(TEXT PASSAGE):

What consolidation? Martech spending accelerates hard as agency holdco majors sprint to front-run next boom

By: admin

What you need to know:

  • Forrester predicts global spending on martech will increase from $131 billion in 2023 to $216 billion in 2027, and says 66 per cent of CMOs planned increases in their martech spend last year.
  • Growth will be driven by the need to tame the complexity of consumer’s digital experiences. That means a greater focus and investment in integration – the great bugbear of current martech solutions. 
  • Stacks will be much more composable as the age of the unified cloud recedes.
  • Forrester identifies three pillars of modern marketing; experience delivery and automation, resource and performance management, and customer data and management analytics.
  • Vendors have recognised the need to invest more in integrations with niche providers.
  • Global holdcos are also alive to the opportunity and have been restructuring their organisations and their approach to resource allocation accordingly.

We forecast global martech spending to grow at a compound annual growth rate (CAGR) of 13.3 per cent between 2023 and 2027, with growth most prominent in technologies related to customer data management, customer analytics, marketing performance management, and marketing automation.

Global Martech Software Forecast, 2023-2027: Forrester

For all marketer talk of consolidation, the outlook for martech spending remains one of rude health.

Tech research outfit Forrester’s new Global Martech Software Forecast 2023 to 2027 indicates that spending in the sector will grow by 64 per cent between 2023 and 2027, from $131 billion last year to $216 in three years time.

By way of comparison, research rival Gartner says total IT spending will grow at 6.8 per cent this year.

What is changing however is the narrative. As the age of composability – i.e. flexible, modular, multivendor stacks – rises, the dream of the all-encompassing marketing cloud is receding. Big cloud providers have read the runes and are increasingly investing in better integration into the wider ecosystem.

That robust outlook has not gone unnoticed by the global comms holdcos. The big agency groups have been reorganising recently to capture a growing share of the services market.

According to Forrester, “We forecast global martech spending to grow at a compound annual growth rate (CAGR) of 13.3 per cent between 2023 and 2027, with growth most prominent in technologies related to customer data management, customer analytics, marketing performance management, and marketing automation.”

Brand experience will take the largest chunk of dollars by 2027 growing from US$70bn to US$81billion. Customer data management and analytics (which Forrester calls the ‘Customer Understand pillar” is predicted to be the fastest growing subsegment, up 14 per cent from US$61bn to US$70bn.

Brand strategy, the smallest of the three subsegments, is forecast to grow double digits US$57bn to $US64bn.

(SUPPLIED INFORMATION):
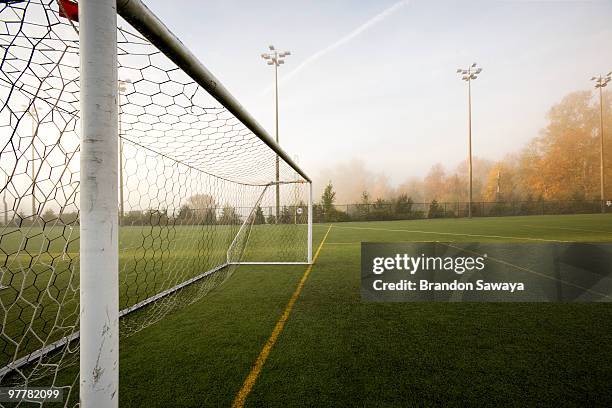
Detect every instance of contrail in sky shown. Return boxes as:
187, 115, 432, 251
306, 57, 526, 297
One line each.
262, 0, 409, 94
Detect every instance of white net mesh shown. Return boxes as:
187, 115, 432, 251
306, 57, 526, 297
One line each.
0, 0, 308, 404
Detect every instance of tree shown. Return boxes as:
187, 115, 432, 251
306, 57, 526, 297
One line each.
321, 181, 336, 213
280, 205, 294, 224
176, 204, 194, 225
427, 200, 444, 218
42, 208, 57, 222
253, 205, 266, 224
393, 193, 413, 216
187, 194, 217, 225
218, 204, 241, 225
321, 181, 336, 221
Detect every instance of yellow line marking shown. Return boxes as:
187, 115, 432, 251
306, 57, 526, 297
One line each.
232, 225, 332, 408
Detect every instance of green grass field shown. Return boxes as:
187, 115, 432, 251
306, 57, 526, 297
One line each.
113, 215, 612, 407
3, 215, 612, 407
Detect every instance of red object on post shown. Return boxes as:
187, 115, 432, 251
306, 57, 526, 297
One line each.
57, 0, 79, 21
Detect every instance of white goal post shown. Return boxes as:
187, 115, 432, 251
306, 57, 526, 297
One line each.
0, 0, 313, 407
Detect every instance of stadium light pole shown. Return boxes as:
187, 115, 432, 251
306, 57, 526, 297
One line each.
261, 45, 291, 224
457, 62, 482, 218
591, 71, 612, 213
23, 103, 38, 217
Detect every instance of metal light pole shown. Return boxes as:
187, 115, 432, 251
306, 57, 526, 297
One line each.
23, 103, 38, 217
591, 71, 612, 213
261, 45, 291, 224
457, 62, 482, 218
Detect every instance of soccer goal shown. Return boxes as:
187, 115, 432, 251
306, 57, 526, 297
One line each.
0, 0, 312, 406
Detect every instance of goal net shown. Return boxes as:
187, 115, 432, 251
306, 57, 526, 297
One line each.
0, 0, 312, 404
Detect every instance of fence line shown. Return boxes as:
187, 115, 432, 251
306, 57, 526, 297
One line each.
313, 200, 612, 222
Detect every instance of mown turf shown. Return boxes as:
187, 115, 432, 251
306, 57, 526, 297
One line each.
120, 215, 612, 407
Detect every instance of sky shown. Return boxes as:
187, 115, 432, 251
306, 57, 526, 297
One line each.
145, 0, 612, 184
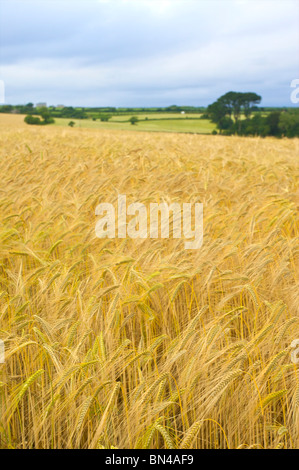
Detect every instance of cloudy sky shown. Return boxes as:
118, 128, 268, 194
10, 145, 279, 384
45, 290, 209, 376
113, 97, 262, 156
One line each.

(PROBLEMS AND TASKS):
1. Please write out the martech spending article again, starting with "Tech research outfit" and going on through "cent this year.", swapping "research rival" for "competitor".
2. Carry on the martech spending article from its last sentence.

(RESPONSES PER TASK):
1.
Tech research outfit Forrester’s new Global Martech Software Forecast 2023 to 2027 indicates that spending in the sector will grow by 64 per cent between 2023 and 2027, from $131 billion last year to $216 in three years time.

By way of comparison, competitor Gartner says total IT spending will grow at 6.8 per cent this year.

2.
Meanwhile, CMOs might want to start budgeting a little more face time with the CIO. Martech is set to increase its share of enterprise IT budgets from 14.9 per cent last year to 15.4 per cent three years hence.

In addition to the relatively even spread of martech spending across areas of marketing responsibility, Forrester identifies another three key themes in the current marketing tech landscape:

  • Data remains the cornerstone of modern technology stacks. The explosion of digital channels necessitates greater investment in customer data management tools such as customer profile solutions, cross-channel identity resolution, and customer data platforms (CDPs) that collect, process, and analyse customer and enterprise data to provide a view of customer behaviour across channels.
  • Integration still sucks. Martech is one of the most fragmented software markets, with thousands of vendors that span 100 functional areas in six categories. And while almost half of the marketers Forrester surveyed said they want to reduce the number of providers, the reality remains that they need “to better integrate their existing ecosystem of disparate tools”.
  • Complexity remains. Forget the dream (and the sales deck) that promises a complete and self-contained martech ecosystem. Most marketers need to complement them with point solutions that address their specific needs, says Forrester.

Composability over clouds

Martech consolidation remains a key strategic concern for the majority of CMOs. That’s already playing out in Australia,  with organisations like Lendlease and Opera House implementing big consolidation plays.

While Salesforce and Adobe respectively were on the wrong side of those transactions, the outlook for the two market leaders remains optimistic, per the analysts.

“Large martech vendors like Adobe and Salesforce consistently deliver strong revenue performance and outperform the “rule of 40” metric (where revenue and profit growth combined adds up to a number above 40), owing to their large market presence, recurring subscription models, and operational efficiency.”

According to Forrester as marketers pursue martech ecosystem integration over all-singing marketing clouds, they will prioritise “functional consolidation over vendor consolidation” with the goal of getting all of their operating tech capabilities in one place.

Little wonder then that the vendors themselves are now adopting integration-first approaches, prioritising integration with other vendors.

Forrester also flags emerging low-code approaches to development and the impact of GenAI on martech innovation.

On the former, it notes that due to the vast range of marketing applications, processes, and data which all require constant updates, “Martech is fertile ground for low-code application development. Applying low-code to martech allows marketers to self-service tasks, accelerate innovation, and avoid being locked into a specific tech stack.”

On the latter, it says GenAI’s potential goes far beyond the initial use cases such as writing and testing email copy.

“Future use cases include natural language querying for creating new audience segments, modelling and optimising performance metrics, and tasks such as customer journey design. GenAI will also open new opportunities for marketing to align with customer experience (CX) through conversational commerce.”

Follow the money

As martech spending grows, the major comms holdcos are doubling down their investments in their tech capabilities. 

Havas, part of media, entertainment, and communications group Vivendi hast week appointed David Shulman as the CEO of its new global Customer Experience (CX) network. Shulman will lead a team of over 1,800 individuals across 26 Havas Villages as the holdco aligns its CX agencies under a single banner.

IPG Mediabrands meanwhile consolidated its approach in the second half of 2023, merging Matterkind and Reprise into Kinesso. Previously each managed its own P&L.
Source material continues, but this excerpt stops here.